## Exercise brief:
Rewrite every one of the rows below, changing "single marker" to "single point" and leaving everything else as it is. Omit the pictures from your answer.

Image location labeling rows
--- Start ---
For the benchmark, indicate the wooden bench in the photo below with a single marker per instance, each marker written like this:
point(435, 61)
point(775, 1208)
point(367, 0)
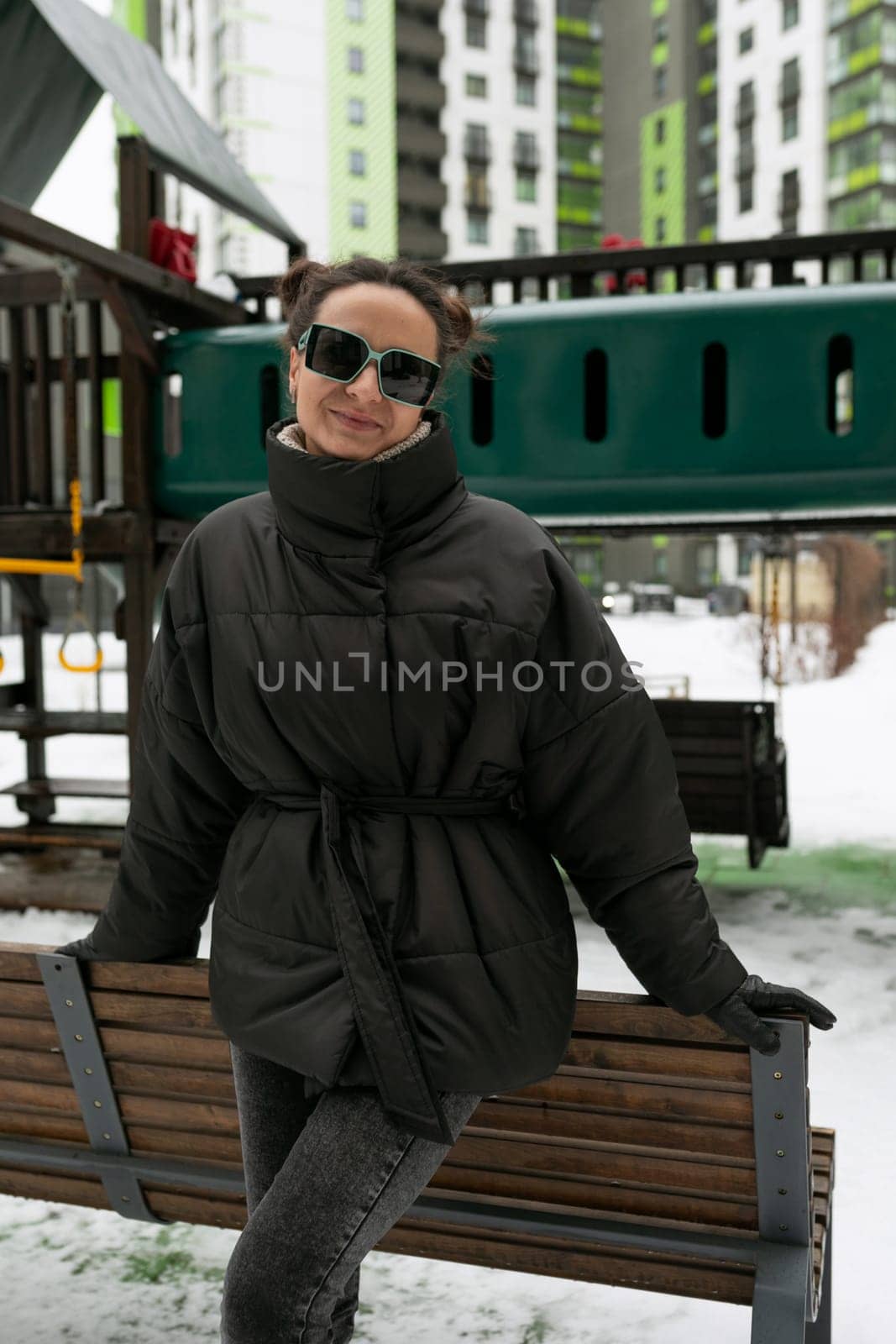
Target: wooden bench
point(663, 1155)
point(732, 769)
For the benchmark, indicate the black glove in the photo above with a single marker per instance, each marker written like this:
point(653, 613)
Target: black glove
point(735, 1014)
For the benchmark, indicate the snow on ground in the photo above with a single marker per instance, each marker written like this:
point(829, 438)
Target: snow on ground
point(90, 1277)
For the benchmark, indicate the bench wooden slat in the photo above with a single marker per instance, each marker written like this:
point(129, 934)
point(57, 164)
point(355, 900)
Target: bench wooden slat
point(649, 1100)
point(123, 1043)
point(597, 1200)
point(144, 1140)
point(170, 978)
point(571, 1260)
point(638, 1057)
point(201, 1117)
point(720, 1142)
point(647, 1124)
point(199, 1084)
point(604, 1162)
point(164, 1011)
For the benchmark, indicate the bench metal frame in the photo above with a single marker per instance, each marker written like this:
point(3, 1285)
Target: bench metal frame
point(782, 1254)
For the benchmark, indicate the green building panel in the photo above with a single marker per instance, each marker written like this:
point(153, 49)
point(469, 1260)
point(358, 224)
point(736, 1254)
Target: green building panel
point(669, 154)
point(376, 136)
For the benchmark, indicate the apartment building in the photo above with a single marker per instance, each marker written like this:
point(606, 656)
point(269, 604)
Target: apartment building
point(660, 120)
point(772, 118)
point(862, 114)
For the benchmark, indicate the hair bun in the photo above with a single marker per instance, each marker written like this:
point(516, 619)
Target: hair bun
point(289, 286)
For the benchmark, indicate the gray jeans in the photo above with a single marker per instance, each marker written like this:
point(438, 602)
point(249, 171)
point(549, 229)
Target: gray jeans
point(325, 1179)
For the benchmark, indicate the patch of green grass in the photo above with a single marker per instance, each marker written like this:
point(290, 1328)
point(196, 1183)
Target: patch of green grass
point(817, 880)
point(537, 1331)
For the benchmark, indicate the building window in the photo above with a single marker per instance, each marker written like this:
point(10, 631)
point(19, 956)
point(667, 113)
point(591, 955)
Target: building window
point(708, 58)
point(526, 242)
point(789, 205)
point(526, 185)
point(708, 109)
point(477, 228)
point(526, 91)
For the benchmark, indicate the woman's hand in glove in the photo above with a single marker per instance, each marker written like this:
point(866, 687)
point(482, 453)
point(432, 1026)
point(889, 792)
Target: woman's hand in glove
point(738, 1012)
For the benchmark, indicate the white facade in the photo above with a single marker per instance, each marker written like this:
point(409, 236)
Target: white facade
point(772, 47)
point(503, 118)
point(258, 76)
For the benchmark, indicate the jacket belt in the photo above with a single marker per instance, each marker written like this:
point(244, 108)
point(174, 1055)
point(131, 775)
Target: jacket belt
point(382, 1012)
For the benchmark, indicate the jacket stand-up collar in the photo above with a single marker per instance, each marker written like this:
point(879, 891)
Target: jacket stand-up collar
point(338, 507)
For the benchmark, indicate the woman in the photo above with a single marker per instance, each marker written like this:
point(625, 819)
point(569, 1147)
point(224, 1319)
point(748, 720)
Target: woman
point(363, 682)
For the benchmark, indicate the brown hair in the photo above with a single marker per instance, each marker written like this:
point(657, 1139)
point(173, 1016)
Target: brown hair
point(307, 282)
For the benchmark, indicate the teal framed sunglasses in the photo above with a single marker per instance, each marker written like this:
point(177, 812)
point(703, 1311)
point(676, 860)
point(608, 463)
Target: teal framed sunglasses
point(340, 355)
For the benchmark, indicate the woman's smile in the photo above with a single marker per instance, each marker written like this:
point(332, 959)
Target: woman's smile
point(351, 423)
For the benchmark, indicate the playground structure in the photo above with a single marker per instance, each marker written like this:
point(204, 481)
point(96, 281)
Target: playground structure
point(591, 454)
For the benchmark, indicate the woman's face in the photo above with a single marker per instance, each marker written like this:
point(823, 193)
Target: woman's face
point(385, 318)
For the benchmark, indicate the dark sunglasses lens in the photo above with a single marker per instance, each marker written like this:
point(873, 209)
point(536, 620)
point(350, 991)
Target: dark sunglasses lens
point(336, 354)
point(407, 376)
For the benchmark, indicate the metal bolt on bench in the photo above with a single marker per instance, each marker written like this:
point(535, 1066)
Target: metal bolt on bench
point(110, 1156)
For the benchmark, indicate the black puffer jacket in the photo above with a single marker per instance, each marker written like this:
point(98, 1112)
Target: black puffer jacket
point(414, 941)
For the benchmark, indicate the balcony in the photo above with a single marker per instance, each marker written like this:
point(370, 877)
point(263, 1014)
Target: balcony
point(418, 91)
point(527, 156)
point(416, 138)
point(477, 197)
point(789, 91)
point(526, 60)
point(419, 241)
point(746, 163)
point(788, 202)
point(526, 13)
point(745, 111)
point(419, 190)
point(418, 39)
point(477, 150)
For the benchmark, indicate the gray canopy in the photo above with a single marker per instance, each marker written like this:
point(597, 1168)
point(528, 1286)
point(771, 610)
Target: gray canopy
point(56, 60)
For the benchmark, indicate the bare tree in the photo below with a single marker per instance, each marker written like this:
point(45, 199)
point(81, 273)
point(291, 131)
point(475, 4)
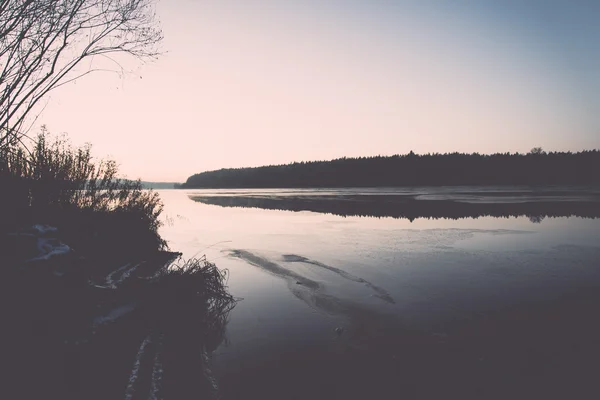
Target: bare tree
point(537, 151)
point(43, 41)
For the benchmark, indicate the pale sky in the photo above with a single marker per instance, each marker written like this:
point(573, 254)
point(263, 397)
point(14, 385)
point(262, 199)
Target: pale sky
point(249, 83)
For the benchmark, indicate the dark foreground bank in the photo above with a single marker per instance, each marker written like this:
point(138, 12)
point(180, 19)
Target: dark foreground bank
point(107, 325)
--- End ---
## Solution for this problem:
For the benchmark, indicate the wooden bench in the photo below with a single point per instance, each marker written like this:
point(435, 61)
point(775, 1208)
point(367, 0)
Target: wooden bench
point(663, 1155)
point(732, 769)
For the benchmark, indicate the black glove in the photo above with a single point per instance, each marker written like this:
point(653, 613)
Target: black glove
point(735, 1014)
For the benchmark, indicate the snow on ground in the photo above with a single point per instance, each marker written like this:
point(829, 438)
Target: snow on ground
point(90, 1277)
For the benchmark, indicate the bench wooden slat in the photo above with a single point per instance, each marker written like this:
point(129, 934)
point(57, 164)
point(355, 900)
Target: bench wooden slat
point(649, 1100)
point(123, 1043)
point(597, 1200)
point(144, 1140)
point(170, 978)
point(571, 1260)
point(638, 1057)
point(201, 1117)
point(720, 1142)
point(647, 1124)
point(199, 1084)
point(604, 1162)
point(164, 1011)
For the benchmark, indicate the bench metal frame in the photo above with a single point per instance, each marker written like this:
point(3, 1285)
Target: bench metal frame
point(782, 1254)
For the benchmark, indicate the green building panel in the photo above with a single point per instance, each marker written like this:
point(153, 49)
point(469, 1260)
point(358, 224)
point(736, 1254)
Target: green building panel
point(669, 154)
point(376, 136)
For the benchmark, indicate the apartment building in the photo above with a single point per instance, each marker written like this:
point(606, 656)
point(269, 604)
Target: apartment building
point(660, 120)
point(772, 118)
point(862, 114)
For the benchmark, indicate the hair bun in the photo above with a single point per instance, each marker written like this:
point(516, 619)
Target: hair bun
point(289, 286)
For the benchmark, indicate the gray jeans in the photo above with a single point per instance, each marker written like this:
point(438, 602)
point(249, 171)
point(549, 229)
Target: gray jeans
point(325, 1179)
For the benchmark, indicate the patch of green grass in the photo above with a single point per instance, each marker written like this:
point(290, 1328)
point(196, 1183)
Target: patch of green grass
point(817, 880)
point(537, 1331)
For the benchmark, indicate the building window in the photo above with a single point per instance, each marker written like this:
point(10, 631)
point(19, 956)
point(667, 113)
point(591, 955)
Target: building window
point(708, 58)
point(526, 242)
point(789, 205)
point(526, 185)
point(708, 109)
point(477, 228)
point(526, 91)
For the benchmark, indicate the woman's hand in glove in the photo above with a single point per instance, each marker written like this:
point(866, 687)
point(482, 453)
point(432, 1026)
point(889, 792)
Target: woman's hand in glove
point(738, 1012)
For the benchmark, indicate the white facade in the photo above with a single point per instance, each marker written like this:
point(409, 236)
Target: white facade
point(772, 47)
point(503, 118)
point(258, 76)
For the benchmark, indicate the jacket belt in the photo above with a single point per instance, each marker written like this:
point(244, 108)
point(174, 1055)
point(131, 775)
Target: jacket belt
point(382, 1012)
For the benchmark, indicate the jacket stand-up collar in the photo above with a single point per instance, each marker written like this:
point(879, 891)
Target: jacket stand-up collar
point(338, 507)
For the benchmark, indicate the woman in the photo above with a single point per instance, each marker written like this:
point(625, 819)
point(569, 1147)
point(224, 1319)
point(748, 720)
Target: woman
point(363, 682)
For the benchmark, indicate the brown hair in the photo above with a single point per instance, each marker written like this:
point(657, 1139)
point(173, 1016)
Target: brown hair
point(307, 282)
For the benchmark, indicate the teal framed sunglasses in the photo above with a single point per instance, each marker written like this:
point(177, 812)
point(703, 1311)
point(676, 860)
point(608, 463)
Target: teal framed sunglasses
point(340, 355)
For the benchmark, indicate the woman's smile in the photo above with a single point per instance, each marker written like this:
point(332, 959)
Target: woman's smile
point(351, 423)
For the benchmark, indicate the playground structure in the photo above with a single point per instance, each marker written like this:
point(204, 481)
point(96, 281)
Target: playground structure
point(591, 454)
For the benchmark, indicate the woman's face in the photo above with a single point per instance, each marker written like this:
point(823, 193)
Target: woman's face
point(385, 318)
For the benchmark, indicate the dark sunglasses lens in the photo above with a single point per instance, each marker written like this:
point(873, 209)
point(536, 620)
point(350, 991)
Target: dark sunglasses lens
point(336, 354)
point(407, 376)
For the benchmark, indicate the metal bolt on bench in the photo above with a single point per instance, each marker written like this:
point(535, 1066)
Target: metal bolt on bench
point(110, 1156)
For the benchmark, indicate the black puffer jacket in the photo above with a single point per instance, each marker written like this:
point(98, 1112)
Target: black puffer jacket
point(414, 941)
For the benchmark, indicate the balcony in the photo above with a single point per instance, each marker written like this:
point(370, 877)
point(263, 1014)
Target: balcony
point(418, 91)
point(527, 156)
point(416, 138)
point(477, 197)
point(789, 91)
point(526, 60)
point(419, 241)
point(746, 163)
point(788, 202)
point(526, 13)
point(745, 111)
point(419, 190)
point(418, 39)
point(477, 150)
For the benchmark, indicate the gray canopy in the photo above with a single point per instance, each marker written like this:
point(597, 1168)
point(528, 1286)
point(771, 610)
Target: gray canopy
point(56, 60)
For the benchmark, indicate the bare tree in the photo below with a single point per instance, each marker written like this:
point(45, 199)
point(81, 273)
point(291, 131)
point(475, 4)
Target: bare tree
point(537, 151)
point(43, 41)
For the benchmark, indicate the pale sky in the photo above with a single point per instance, each marker written like this:
point(573, 254)
point(263, 397)
point(14, 385)
point(262, 199)
Target: pale sky
point(249, 83)
For the benchmark, indicate the dark foreground bank in the photo above with a single point per instance, each marker written like this:
point(138, 12)
point(180, 19)
Target: dark foreground bank
point(107, 325)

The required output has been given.